● Exercise goal: Rewrite the part of the rows that opens with the line containing "outline metal fence post, every instance" and closes at the end of the rows, substituting "disjoint parts" for "separate parts" and leaving all else as it is. Give back only that part.

[Excerpts from segmentation records]
[Start]

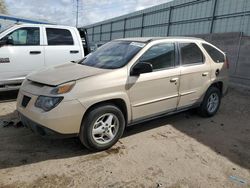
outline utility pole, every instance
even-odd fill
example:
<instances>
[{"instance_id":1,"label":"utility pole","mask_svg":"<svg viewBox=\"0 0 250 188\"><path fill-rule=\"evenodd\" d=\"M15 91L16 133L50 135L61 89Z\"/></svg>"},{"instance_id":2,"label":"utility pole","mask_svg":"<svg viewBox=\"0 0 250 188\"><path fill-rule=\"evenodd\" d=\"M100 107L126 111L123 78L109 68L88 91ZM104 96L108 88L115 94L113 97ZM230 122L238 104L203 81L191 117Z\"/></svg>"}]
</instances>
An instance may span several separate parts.
<instances>
[{"instance_id":1,"label":"utility pole","mask_svg":"<svg viewBox=\"0 0 250 188\"><path fill-rule=\"evenodd\" d=\"M76 0L76 27L78 26L79 0Z\"/></svg>"}]
</instances>

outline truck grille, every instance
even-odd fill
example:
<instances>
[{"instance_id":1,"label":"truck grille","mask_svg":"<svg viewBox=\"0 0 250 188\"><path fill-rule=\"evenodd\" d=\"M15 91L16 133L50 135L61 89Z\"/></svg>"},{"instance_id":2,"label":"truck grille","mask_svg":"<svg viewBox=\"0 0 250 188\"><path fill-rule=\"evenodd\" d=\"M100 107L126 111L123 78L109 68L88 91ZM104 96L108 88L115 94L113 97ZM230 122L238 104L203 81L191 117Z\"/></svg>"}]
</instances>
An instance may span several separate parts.
<instances>
[{"instance_id":1,"label":"truck grille","mask_svg":"<svg viewBox=\"0 0 250 188\"><path fill-rule=\"evenodd\" d=\"M29 102L30 102L30 97L28 97L28 96L23 96L23 100L22 100L22 106L25 108L28 104L29 104Z\"/></svg>"}]
</instances>

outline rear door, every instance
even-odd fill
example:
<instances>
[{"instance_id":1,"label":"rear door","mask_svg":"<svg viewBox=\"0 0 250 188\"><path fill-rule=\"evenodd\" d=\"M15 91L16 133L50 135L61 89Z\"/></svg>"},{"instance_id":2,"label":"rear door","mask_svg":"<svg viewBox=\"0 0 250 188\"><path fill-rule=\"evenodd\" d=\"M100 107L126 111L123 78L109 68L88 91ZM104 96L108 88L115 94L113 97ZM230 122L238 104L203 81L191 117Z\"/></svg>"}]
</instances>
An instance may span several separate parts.
<instances>
[{"instance_id":1,"label":"rear door","mask_svg":"<svg viewBox=\"0 0 250 188\"><path fill-rule=\"evenodd\" d=\"M179 43L181 79L178 108L201 102L211 81L210 61L205 58L196 43Z\"/></svg>"},{"instance_id":2,"label":"rear door","mask_svg":"<svg viewBox=\"0 0 250 188\"><path fill-rule=\"evenodd\" d=\"M44 47L40 45L40 27L19 27L4 38L12 39L13 44L0 48L1 81L21 81L30 72L43 67Z\"/></svg>"},{"instance_id":3,"label":"rear door","mask_svg":"<svg viewBox=\"0 0 250 188\"><path fill-rule=\"evenodd\" d=\"M45 27L45 64L53 66L82 58L79 33L73 29Z\"/></svg>"}]
</instances>

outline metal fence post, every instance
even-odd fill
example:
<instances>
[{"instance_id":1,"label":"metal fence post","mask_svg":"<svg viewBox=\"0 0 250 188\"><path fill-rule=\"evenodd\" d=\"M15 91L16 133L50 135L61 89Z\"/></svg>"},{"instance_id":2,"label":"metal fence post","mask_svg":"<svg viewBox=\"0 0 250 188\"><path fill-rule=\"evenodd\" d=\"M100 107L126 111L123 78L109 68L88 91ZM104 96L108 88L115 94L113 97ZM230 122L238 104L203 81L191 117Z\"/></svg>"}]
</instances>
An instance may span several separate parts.
<instances>
[{"instance_id":1,"label":"metal fence post","mask_svg":"<svg viewBox=\"0 0 250 188\"><path fill-rule=\"evenodd\" d=\"M110 40L112 40L113 22L110 23Z\"/></svg>"},{"instance_id":2,"label":"metal fence post","mask_svg":"<svg viewBox=\"0 0 250 188\"><path fill-rule=\"evenodd\" d=\"M100 42L102 41L102 24L100 26Z\"/></svg>"},{"instance_id":3,"label":"metal fence post","mask_svg":"<svg viewBox=\"0 0 250 188\"><path fill-rule=\"evenodd\" d=\"M212 16L211 16L210 33L213 33L213 29L214 29L214 20L215 20L216 9L217 9L217 0L214 0L213 12L212 12Z\"/></svg>"},{"instance_id":4,"label":"metal fence post","mask_svg":"<svg viewBox=\"0 0 250 188\"><path fill-rule=\"evenodd\" d=\"M125 36L126 36L126 22L127 22L127 18L124 18L124 24L123 24L123 38L125 38Z\"/></svg>"},{"instance_id":5,"label":"metal fence post","mask_svg":"<svg viewBox=\"0 0 250 188\"><path fill-rule=\"evenodd\" d=\"M143 37L143 29L144 29L144 13L142 13L142 23L141 23L141 37Z\"/></svg>"},{"instance_id":6,"label":"metal fence post","mask_svg":"<svg viewBox=\"0 0 250 188\"><path fill-rule=\"evenodd\" d=\"M169 36L170 27L171 27L172 9L173 7L169 7L167 36Z\"/></svg>"}]
</instances>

[End]

● Result:
outline metal fence post, every instance
even-odd fill
example:
<instances>
[{"instance_id":1,"label":"metal fence post","mask_svg":"<svg viewBox=\"0 0 250 188\"><path fill-rule=\"evenodd\" d=\"M15 91L16 133L50 135L61 89Z\"/></svg>"},{"instance_id":2,"label":"metal fence post","mask_svg":"<svg viewBox=\"0 0 250 188\"><path fill-rule=\"evenodd\" d=\"M100 107L126 111L123 78L109 68L88 91ZM104 96L108 88L115 94L113 97ZM230 122L238 104L203 81L191 117Z\"/></svg>"}]
</instances>
An instance may span several disjoint parts.
<instances>
[{"instance_id":1,"label":"metal fence post","mask_svg":"<svg viewBox=\"0 0 250 188\"><path fill-rule=\"evenodd\" d=\"M110 40L112 40L113 22L110 23Z\"/></svg>"},{"instance_id":2,"label":"metal fence post","mask_svg":"<svg viewBox=\"0 0 250 188\"><path fill-rule=\"evenodd\" d=\"M100 42L102 41L102 24L100 26Z\"/></svg>"},{"instance_id":3,"label":"metal fence post","mask_svg":"<svg viewBox=\"0 0 250 188\"><path fill-rule=\"evenodd\" d=\"M212 16L211 16L210 33L213 33L213 29L214 29L214 20L215 20L216 9L217 9L217 0L214 0L213 12L212 12Z\"/></svg>"},{"instance_id":4,"label":"metal fence post","mask_svg":"<svg viewBox=\"0 0 250 188\"><path fill-rule=\"evenodd\" d=\"M125 36L126 36L126 22L127 22L127 18L124 18L124 24L123 24L123 38L125 38Z\"/></svg>"},{"instance_id":5,"label":"metal fence post","mask_svg":"<svg viewBox=\"0 0 250 188\"><path fill-rule=\"evenodd\" d=\"M143 37L143 29L144 29L144 13L142 13L142 23L141 23L141 37Z\"/></svg>"},{"instance_id":6,"label":"metal fence post","mask_svg":"<svg viewBox=\"0 0 250 188\"><path fill-rule=\"evenodd\" d=\"M169 36L170 27L171 27L172 9L173 7L169 7L167 36Z\"/></svg>"}]
</instances>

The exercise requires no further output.